◆ **Excerpted passage**:
Can't… Get… Motivated…

Loads to do, can’t seem to get on with any of it. Good job I’ve got lots of teaching on, or I’d be sat around doing nowt. Really need to start working… lots to do… must stop reading bass discussion groups… practice… prac. tice. wash-up, tidy, work out some teaching stuff for next week. Anything, just get on with it!

Soundtrack – now, Keith Jarrett Trio, ‘Inside Out’, before that Phil Keaggy, ‘Acoustic Sketches’; Patrice Rushen, ‘Straight From The Heart’; Ben Castle, ‘Four From The Madding Crowd’.

a new top 5…

inspired by a conversation I’m currently having with evil harv on MSN, here’s my guess at my top 5 most listened to albums of all time, in no particular order

  • Steve McQueen – Prefab Sprout
  • Strength – The Alarm
  • Dusk – The The
  • We See A New Africa – Friends First
  • Kiss Me, Kiss Me, Kiss Me – The Cure

Which says absolutely nothing about my taste, really… no jazz, no singer/songwriter stuff – it says more about the albums themselves as being ones to get obsessional about…

Soundtrack – was listening to Erin McKeown on Late Junction – she’s fantastic, gonna have to get her album…

clearing out my closet..

…no, not in the eminem sense! With the impending release of my duo CD with Theo Travis, I need to make some space for the new CDs, hence the ‘special offers’ link now posted in the sales bit of the website front page… if you or any of your chums have been waiting for some reason to get my CDs, now’s the time to do it – cheaper than ever if you buy all three! :o)

◆ **Given information**:
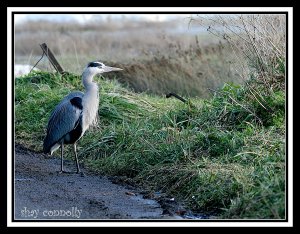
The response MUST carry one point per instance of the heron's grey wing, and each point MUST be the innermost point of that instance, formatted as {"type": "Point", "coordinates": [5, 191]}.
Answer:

◆ **Requirement**: Rewrite the blog post between "Soundtrack – now, Keith" and "The Madding Crowd’.", inclusive, replacing "Inside Out" with "Standards".

◆ **Solution to the exercise**:
Soundtrack – now, Keith Jarrett Trio, ‘Standards’, before that Phil Keaggy, ‘Acoustic Sketches’; Patrice Rushen, ‘Straight From The Heart’; Ben Castle, ‘Four From The Madding Crowd’.